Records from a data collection
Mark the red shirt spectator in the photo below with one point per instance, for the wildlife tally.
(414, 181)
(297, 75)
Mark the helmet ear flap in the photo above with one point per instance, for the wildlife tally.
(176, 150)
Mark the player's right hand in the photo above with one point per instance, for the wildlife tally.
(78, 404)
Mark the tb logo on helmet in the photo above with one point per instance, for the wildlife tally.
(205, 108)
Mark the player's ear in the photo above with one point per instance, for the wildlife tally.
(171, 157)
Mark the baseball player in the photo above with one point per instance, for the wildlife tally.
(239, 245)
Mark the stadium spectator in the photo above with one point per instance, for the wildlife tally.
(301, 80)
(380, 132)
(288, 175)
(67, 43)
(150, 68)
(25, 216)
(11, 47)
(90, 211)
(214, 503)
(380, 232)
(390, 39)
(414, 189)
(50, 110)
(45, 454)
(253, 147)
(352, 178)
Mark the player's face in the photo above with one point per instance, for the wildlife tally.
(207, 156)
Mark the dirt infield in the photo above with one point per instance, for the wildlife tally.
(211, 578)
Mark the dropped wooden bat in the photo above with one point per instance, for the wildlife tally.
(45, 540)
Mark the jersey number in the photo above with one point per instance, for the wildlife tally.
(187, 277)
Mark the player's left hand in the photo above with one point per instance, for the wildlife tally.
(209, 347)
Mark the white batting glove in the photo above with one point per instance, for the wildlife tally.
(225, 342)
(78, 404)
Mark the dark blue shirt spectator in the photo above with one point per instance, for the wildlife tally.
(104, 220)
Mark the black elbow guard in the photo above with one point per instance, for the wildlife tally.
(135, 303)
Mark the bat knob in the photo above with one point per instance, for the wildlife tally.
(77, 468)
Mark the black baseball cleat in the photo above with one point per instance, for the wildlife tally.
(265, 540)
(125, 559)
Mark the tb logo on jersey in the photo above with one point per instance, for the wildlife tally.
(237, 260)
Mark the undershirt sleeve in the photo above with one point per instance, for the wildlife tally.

_ABOUT THIS TASK:_ Write out the lines from the one containing "Mark the bat" through the last line of the records above. Include both of those lines and nothing else.

_SOLUTION TO THE PROBLEM:_
Mark the bat knob in the photo above with one point per instance, for the wildlife tally.
(77, 468)
Mark the black baseball cleat in the photo above with one point per instance, for the wildlife tally.
(265, 540)
(125, 559)
Mark the tb logo on jersey in the photo above with one point per instance, for the wildlife tally.
(237, 260)
Mark the undershirt sleeve in the photo above with one point per instance, for the wildlife tally.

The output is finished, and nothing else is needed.